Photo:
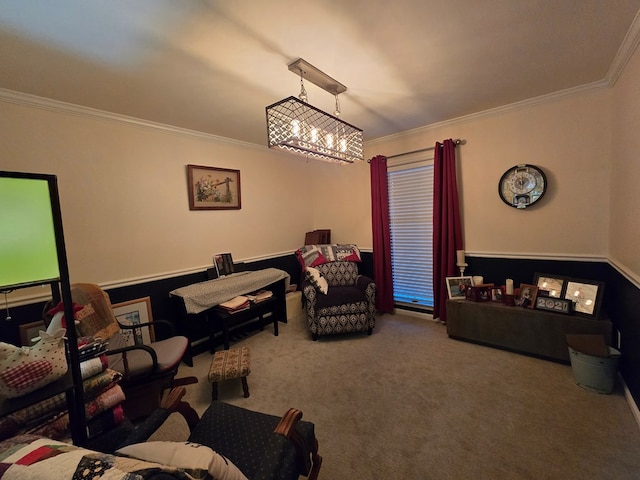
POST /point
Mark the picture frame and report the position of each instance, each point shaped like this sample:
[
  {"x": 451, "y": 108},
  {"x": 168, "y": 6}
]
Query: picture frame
[
  {"x": 554, "y": 284},
  {"x": 555, "y": 305},
  {"x": 496, "y": 294},
  {"x": 29, "y": 331},
  {"x": 528, "y": 294},
  {"x": 457, "y": 286},
  {"x": 586, "y": 294},
  {"x": 213, "y": 188},
  {"x": 223, "y": 263},
  {"x": 135, "y": 312}
]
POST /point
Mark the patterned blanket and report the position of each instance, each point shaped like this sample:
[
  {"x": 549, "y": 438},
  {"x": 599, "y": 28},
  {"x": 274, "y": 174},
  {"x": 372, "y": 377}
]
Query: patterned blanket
[{"x": 29, "y": 457}]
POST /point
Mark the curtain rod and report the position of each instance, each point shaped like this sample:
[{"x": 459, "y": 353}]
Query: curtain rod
[{"x": 457, "y": 142}]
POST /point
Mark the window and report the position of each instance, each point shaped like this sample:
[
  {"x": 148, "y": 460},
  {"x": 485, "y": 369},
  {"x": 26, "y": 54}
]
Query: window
[{"x": 411, "y": 227}]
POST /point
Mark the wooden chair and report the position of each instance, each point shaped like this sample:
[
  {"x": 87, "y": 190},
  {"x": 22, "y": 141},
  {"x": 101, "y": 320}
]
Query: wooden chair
[
  {"x": 147, "y": 369},
  {"x": 318, "y": 237}
]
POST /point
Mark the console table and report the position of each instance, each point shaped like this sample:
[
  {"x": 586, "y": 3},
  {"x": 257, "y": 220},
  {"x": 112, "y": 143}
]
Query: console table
[
  {"x": 524, "y": 330},
  {"x": 197, "y": 304}
]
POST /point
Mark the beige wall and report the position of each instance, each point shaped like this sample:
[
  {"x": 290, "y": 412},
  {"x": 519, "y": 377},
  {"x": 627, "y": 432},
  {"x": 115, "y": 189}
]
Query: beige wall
[
  {"x": 625, "y": 171},
  {"x": 568, "y": 138},
  {"x": 123, "y": 191},
  {"x": 126, "y": 217}
]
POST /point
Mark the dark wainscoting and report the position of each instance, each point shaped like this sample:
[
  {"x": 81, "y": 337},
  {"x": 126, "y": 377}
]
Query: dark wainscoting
[
  {"x": 163, "y": 306},
  {"x": 621, "y": 302}
]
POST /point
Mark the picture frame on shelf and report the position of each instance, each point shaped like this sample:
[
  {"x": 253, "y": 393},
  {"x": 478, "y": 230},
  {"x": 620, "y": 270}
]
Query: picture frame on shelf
[
  {"x": 554, "y": 284},
  {"x": 555, "y": 305},
  {"x": 496, "y": 294},
  {"x": 528, "y": 294},
  {"x": 213, "y": 188},
  {"x": 29, "y": 331},
  {"x": 457, "y": 286},
  {"x": 135, "y": 312},
  {"x": 586, "y": 296}
]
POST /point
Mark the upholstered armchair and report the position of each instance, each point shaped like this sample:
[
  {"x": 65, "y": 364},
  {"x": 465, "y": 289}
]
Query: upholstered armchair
[{"x": 338, "y": 299}]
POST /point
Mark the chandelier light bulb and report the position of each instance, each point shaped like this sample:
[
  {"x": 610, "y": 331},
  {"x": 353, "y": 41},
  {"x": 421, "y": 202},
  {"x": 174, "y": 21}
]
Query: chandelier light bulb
[{"x": 330, "y": 140}]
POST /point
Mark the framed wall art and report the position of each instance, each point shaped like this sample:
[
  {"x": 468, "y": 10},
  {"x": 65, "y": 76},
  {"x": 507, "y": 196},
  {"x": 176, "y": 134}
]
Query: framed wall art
[
  {"x": 586, "y": 296},
  {"x": 457, "y": 286},
  {"x": 135, "y": 312},
  {"x": 212, "y": 188}
]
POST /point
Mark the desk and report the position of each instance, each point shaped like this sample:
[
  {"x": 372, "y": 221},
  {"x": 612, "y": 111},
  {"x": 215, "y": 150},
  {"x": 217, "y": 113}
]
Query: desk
[
  {"x": 197, "y": 303},
  {"x": 220, "y": 319},
  {"x": 524, "y": 330}
]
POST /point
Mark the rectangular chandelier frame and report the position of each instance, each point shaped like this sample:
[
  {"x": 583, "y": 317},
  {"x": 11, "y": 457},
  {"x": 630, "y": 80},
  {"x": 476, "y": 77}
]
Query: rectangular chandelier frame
[{"x": 301, "y": 128}]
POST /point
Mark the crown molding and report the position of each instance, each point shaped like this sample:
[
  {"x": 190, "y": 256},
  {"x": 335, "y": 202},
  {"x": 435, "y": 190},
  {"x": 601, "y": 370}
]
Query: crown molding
[
  {"x": 19, "y": 98},
  {"x": 625, "y": 52},
  {"x": 540, "y": 100}
]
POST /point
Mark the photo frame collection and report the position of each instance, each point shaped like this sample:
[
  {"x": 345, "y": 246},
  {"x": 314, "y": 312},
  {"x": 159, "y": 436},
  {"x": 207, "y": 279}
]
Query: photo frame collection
[
  {"x": 585, "y": 295},
  {"x": 135, "y": 312},
  {"x": 555, "y": 293},
  {"x": 457, "y": 286}
]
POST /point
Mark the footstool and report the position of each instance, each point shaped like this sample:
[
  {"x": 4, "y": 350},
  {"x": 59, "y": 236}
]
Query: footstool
[{"x": 227, "y": 364}]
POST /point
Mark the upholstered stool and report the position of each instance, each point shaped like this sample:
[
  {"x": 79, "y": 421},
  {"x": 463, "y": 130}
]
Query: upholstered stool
[{"x": 227, "y": 364}]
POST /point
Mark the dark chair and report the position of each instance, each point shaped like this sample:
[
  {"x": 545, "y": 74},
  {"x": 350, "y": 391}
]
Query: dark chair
[
  {"x": 148, "y": 370},
  {"x": 349, "y": 304},
  {"x": 317, "y": 237},
  {"x": 262, "y": 446}
]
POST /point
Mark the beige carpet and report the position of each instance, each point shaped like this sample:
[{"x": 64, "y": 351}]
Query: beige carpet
[{"x": 408, "y": 402}]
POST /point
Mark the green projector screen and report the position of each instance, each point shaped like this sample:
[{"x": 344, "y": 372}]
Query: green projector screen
[{"x": 28, "y": 253}]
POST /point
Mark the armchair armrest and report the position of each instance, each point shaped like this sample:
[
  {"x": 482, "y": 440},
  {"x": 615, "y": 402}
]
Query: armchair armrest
[
  {"x": 123, "y": 350},
  {"x": 362, "y": 282},
  {"x": 171, "y": 403},
  {"x": 164, "y": 324}
]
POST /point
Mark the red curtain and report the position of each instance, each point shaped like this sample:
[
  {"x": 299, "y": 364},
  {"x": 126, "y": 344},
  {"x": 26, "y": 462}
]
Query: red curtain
[
  {"x": 447, "y": 227},
  {"x": 381, "y": 236}
]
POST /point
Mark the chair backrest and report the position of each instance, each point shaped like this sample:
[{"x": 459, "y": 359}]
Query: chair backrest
[
  {"x": 339, "y": 274},
  {"x": 97, "y": 318},
  {"x": 318, "y": 237}
]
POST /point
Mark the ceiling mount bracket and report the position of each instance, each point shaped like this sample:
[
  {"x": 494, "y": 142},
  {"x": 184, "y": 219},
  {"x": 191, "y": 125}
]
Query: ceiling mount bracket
[{"x": 316, "y": 76}]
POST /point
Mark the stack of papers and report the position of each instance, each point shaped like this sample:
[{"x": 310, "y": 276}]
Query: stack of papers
[
  {"x": 260, "y": 296},
  {"x": 236, "y": 304}
]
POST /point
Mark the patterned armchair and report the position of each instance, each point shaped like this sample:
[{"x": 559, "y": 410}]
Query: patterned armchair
[{"x": 348, "y": 305}]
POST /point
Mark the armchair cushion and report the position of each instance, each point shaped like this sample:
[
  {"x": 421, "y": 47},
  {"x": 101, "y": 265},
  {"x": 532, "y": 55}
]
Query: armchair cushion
[
  {"x": 317, "y": 280},
  {"x": 340, "y": 296},
  {"x": 194, "y": 458}
]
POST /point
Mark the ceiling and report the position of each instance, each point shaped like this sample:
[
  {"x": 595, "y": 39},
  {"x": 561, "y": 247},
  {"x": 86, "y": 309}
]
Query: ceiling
[{"x": 213, "y": 65}]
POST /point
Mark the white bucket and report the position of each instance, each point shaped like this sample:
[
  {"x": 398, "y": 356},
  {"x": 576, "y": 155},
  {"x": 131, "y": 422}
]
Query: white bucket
[{"x": 597, "y": 374}]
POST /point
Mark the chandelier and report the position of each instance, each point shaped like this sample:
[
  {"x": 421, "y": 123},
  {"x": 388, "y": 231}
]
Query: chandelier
[{"x": 296, "y": 126}]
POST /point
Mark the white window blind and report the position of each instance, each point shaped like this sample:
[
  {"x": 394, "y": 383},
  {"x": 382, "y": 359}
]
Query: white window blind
[{"x": 411, "y": 227}]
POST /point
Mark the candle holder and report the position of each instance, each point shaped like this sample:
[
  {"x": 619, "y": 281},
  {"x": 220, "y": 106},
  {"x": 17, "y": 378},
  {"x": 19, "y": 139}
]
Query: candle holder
[{"x": 462, "y": 266}]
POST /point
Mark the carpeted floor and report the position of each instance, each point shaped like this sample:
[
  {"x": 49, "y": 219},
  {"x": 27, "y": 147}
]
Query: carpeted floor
[{"x": 408, "y": 402}]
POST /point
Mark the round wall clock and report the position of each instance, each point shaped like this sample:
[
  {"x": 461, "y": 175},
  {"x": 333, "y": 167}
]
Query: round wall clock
[{"x": 522, "y": 185}]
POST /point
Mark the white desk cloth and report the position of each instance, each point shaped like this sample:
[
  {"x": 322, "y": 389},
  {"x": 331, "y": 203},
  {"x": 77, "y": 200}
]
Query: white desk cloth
[{"x": 204, "y": 295}]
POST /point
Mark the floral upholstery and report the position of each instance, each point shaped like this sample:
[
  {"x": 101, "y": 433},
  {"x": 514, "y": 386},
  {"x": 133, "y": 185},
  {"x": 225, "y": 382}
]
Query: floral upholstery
[{"x": 348, "y": 306}]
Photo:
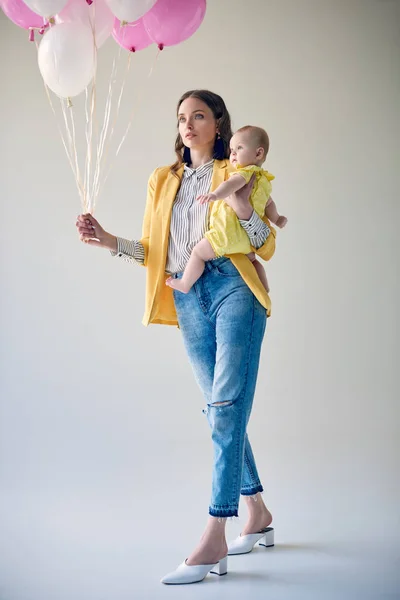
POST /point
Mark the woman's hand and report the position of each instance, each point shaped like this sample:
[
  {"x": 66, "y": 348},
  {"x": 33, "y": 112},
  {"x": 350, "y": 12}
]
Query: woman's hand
[
  {"x": 205, "y": 198},
  {"x": 91, "y": 232}
]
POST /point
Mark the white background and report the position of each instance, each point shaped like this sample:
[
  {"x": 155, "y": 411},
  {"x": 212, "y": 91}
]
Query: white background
[{"x": 105, "y": 454}]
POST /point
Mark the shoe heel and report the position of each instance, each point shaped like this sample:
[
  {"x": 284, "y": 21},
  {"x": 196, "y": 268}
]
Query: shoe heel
[
  {"x": 268, "y": 539},
  {"x": 221, "y": 568}
]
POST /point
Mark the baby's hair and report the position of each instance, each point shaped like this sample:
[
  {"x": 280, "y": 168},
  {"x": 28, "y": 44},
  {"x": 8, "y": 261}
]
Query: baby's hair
[{"x": 260, "y": 135}]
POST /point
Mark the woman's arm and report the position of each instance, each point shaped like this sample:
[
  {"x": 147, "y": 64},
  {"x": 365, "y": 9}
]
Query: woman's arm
[
  {"x": 225, "y": 189},
  {"x": 92, "y": 233}
]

────────────────

The problem
Collect every line of the items above that contains the word "wall", and copy each one out in full.

Exercise result
Mark the beige wall and report the position of each instance, each point shaped like this sample:
Query: beige wall
Mark the framed wall art and report the position of each instance, each point shaped like this sample:
Query: framed wall art
Mark the round wall clock and report the position of each instance, each point shaped like this sample:
Query: round wall clock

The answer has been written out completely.